▶ [To be done]
Only the lines from the one containing "Thank you for the photo. Please point out the black backpack" through the end of the data below should be copied, each exactly as written and with both ends kept.

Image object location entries

▼

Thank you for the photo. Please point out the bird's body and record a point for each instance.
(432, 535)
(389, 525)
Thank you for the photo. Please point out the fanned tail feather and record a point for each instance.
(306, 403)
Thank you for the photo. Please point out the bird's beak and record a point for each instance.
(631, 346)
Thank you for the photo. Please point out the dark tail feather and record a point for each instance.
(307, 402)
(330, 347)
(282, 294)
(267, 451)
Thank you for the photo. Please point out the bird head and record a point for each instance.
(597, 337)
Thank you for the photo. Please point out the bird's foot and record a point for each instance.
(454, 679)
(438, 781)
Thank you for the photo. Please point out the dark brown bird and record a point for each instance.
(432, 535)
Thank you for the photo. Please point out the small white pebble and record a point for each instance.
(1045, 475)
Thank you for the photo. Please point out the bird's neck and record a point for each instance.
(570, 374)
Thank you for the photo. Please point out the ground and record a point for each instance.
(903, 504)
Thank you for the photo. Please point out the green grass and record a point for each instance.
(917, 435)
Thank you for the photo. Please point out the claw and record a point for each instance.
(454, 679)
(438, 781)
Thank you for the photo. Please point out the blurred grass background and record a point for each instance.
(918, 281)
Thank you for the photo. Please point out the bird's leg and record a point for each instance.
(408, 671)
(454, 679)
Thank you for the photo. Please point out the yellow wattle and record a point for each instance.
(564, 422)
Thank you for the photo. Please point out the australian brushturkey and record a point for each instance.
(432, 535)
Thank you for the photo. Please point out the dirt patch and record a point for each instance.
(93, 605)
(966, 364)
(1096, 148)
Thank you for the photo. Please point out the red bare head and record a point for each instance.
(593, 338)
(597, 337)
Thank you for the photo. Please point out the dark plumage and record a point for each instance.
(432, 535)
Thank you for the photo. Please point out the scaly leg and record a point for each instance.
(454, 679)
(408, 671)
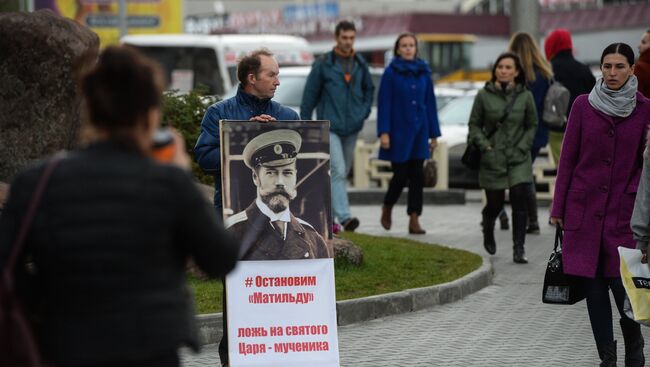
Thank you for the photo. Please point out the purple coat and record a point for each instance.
(596, 184)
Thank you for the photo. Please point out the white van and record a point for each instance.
(211, 60)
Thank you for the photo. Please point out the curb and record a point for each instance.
(210, 326)
(373, 196)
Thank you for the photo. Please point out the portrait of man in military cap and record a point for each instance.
(267, 229)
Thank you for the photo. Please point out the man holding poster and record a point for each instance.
(281, 304)
(267, 230)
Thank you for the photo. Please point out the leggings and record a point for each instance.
(496, 199)
(409, 173)
(600, 307)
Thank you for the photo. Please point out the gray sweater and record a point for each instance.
(640, 221)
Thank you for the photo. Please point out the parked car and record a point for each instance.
(454, 118)
(190, 60)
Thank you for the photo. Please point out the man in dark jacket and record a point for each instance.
(642, 65)
(339, 86)
(576, 77)
(258, 78)
(267, 230)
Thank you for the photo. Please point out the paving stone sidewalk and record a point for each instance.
(505, 324)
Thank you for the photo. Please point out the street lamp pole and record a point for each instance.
(122, 19)
(524, 17)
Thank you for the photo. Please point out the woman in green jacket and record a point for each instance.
(505, 140)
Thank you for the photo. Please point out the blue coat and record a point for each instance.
(242, 106)
(345, 105)
(406, 109)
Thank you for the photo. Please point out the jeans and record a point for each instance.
(600, 308)
(496, 199)
(341, 153)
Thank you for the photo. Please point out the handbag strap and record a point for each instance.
(27, 219)
(506, 113)
(559, 238)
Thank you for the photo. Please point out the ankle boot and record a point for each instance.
(414, 224)
(519, 236)
(503, 220)
(633, 343)
(386, 216)
(489, 243)
(533, 224)
(607, 354)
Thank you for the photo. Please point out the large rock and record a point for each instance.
(40, 54)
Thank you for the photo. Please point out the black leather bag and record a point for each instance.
(472, 156)
(560, 288)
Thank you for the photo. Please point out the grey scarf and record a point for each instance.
(617, 103)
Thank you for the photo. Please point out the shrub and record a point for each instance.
(184, 112)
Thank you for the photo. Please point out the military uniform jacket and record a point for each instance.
(259, 240)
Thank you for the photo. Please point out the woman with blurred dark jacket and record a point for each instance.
(113, 232)
(505, 155)
(407, 126)
(597, 180)
(538, 79)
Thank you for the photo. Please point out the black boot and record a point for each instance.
(503, 220)
(633, 343)
(607, 354)
(519, 236)
(488, 233)
(533, 224)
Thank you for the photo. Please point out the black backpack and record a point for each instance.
(556, 105)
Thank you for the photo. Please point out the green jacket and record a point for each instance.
(505, 157)
(346, 105)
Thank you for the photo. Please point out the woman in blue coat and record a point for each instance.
(407, 126)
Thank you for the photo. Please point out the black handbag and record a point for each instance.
(560, 288)
(472, 156)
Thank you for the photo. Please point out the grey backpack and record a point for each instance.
(556, 105)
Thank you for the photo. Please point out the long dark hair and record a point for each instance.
(619, 48)
(399, 38)
(519, 79)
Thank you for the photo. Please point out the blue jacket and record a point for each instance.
(406, 109)
(242, 106)
(345, 105)
(539, 88)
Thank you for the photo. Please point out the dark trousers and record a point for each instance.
(169, 359)
(496, 199)
(409, 173)
(600, 307)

▲

▶ [Response to this exercise]
Thank you for the photo. Please point out the black backpack and record a point for each instance.
(556, 105)
Thank you for the photo. Please point out the green jacket and record a point for each instance.
(505, 157)
(346, 105)
Thank you for the photo. Please point out the woman in blue coat and record a point for each instance.
(407, 126)
Thank you for the photo. Please point out the black handbag and record a point for each instance.
(560, 288)
(472, 156)
Thank you for the photo. Please point out the grey backpack and record a point for each instance.
(556, 105)
Thank you for the photo. Please point out the long dark hair and record a point for each instance.
(619, 48)
(399, 38)
(519, 79)
Thank you for the photo. Please point out the blue jacket and record a point for each instance.
(406, 109)
(242, 106)
(345, 105)
(539, 88)
Thank you for the photo. Please point out the dark trousers and record a point for each instance.
(169, 359)
(496, 199)
(409, 173)
(600, 307)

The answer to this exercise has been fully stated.